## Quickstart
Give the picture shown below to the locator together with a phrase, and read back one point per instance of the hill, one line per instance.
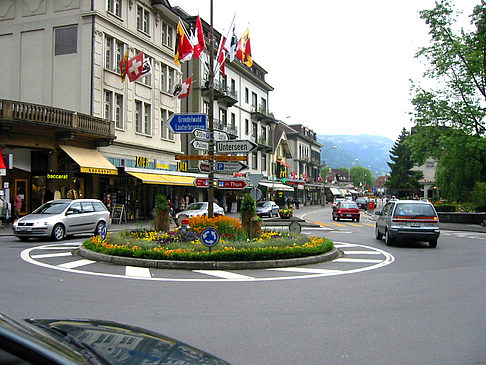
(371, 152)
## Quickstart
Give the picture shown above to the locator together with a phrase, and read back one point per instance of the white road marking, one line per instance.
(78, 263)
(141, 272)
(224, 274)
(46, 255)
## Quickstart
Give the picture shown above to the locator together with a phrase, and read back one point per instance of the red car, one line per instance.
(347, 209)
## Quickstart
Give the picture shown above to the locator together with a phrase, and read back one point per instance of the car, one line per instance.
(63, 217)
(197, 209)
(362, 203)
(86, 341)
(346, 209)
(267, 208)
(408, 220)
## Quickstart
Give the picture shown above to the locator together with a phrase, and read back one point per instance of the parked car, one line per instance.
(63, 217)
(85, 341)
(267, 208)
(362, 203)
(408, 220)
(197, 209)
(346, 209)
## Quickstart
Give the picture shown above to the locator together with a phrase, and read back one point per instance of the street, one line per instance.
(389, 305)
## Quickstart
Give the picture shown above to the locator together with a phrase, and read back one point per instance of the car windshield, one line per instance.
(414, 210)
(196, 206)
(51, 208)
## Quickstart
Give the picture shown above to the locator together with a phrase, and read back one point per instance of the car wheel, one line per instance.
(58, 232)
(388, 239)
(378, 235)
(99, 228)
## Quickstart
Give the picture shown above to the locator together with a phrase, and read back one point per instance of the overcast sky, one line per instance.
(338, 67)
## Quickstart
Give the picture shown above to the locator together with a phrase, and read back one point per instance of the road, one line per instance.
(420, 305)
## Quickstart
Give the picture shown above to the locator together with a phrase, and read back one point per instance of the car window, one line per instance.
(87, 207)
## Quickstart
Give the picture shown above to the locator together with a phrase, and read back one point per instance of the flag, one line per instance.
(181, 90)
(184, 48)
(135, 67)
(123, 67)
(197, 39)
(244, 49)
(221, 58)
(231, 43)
__________________________________________________
§ THE TASK
Except for the pictures, reproduce every line exactly.

§ SOLUTION FOR THIS EXERCISE
## Quickstart
Give the picture shown below to the locator together with a phrase, and read back one point per instance of the hill, one line per instance.
(371, 152)
## Quickstart
Give the picture shown above to the locator together with a phrase, and read back one point per instance of the white road marking, one line per instance.
(78, 263)
(141, 272)
(224, 274)
(46, 255)
## Quickstart
Give the picture shown above to the locator together with a phrase, and read back one point per instance of the red car, one line per instance.
(347, 209)
## Quickstart
Give the picture shown above to the locator together with a phrase, and read back one point per instance of the car, one line per instance.
(63, 217)
(197, 209)
(362, 203)
(86, 341)
(346, 209)
(267, 208)
(408, 220)
## Quickstart
Give the picture shown above to the locator together with a phrase, and read back one point per instance of the parked car, one line per instance.
(63, 217)
(85, 341)
(267, 208)
(362, 203)
(408, 220)
(197, 209)
(346, 209)
## Quickstart
Give the picture shown above to the locator together with a phrase, and read back one point per instance of the street, one line per instance.
(389, 305)
## Quickstart
Give the picture shown above to the locator together with a phrase, and read back one point per instance of the car windshield, one line per instance.
(414, 210)
(196, 206)
(51, 208)
## Quickstart
Give the picture shown above to the locator together with a phrase, and read back one point per instance of the car wheel, one line per instance.
(58, 232)
(388, 239)
(378, 235)
(99, 228)
## Quickstart
Give the picture shown above to the locator together with a phrase, and read back one point per instance of the overcast sky, one line per instance.
(338, 67)
## Quickstart
Give the picture shown above to the locator together with a phrase, and read back one point per instance of the road, one line per instance.
(420, 305)
## Quickstart
Give the picture shown above to the locator together with a phrase, and read back one point per instance of the car window, one line per instance.
(87, 207)
## Quickstart
Give the picture shown above to the locator together with a phrase, and read back one point per instance of the flag, one line per instance.
(181, 90)
(184, 48)
(135, 67)
(123, 67)
(197, 39)
(244, 49)
(221, 58)
(231, 43)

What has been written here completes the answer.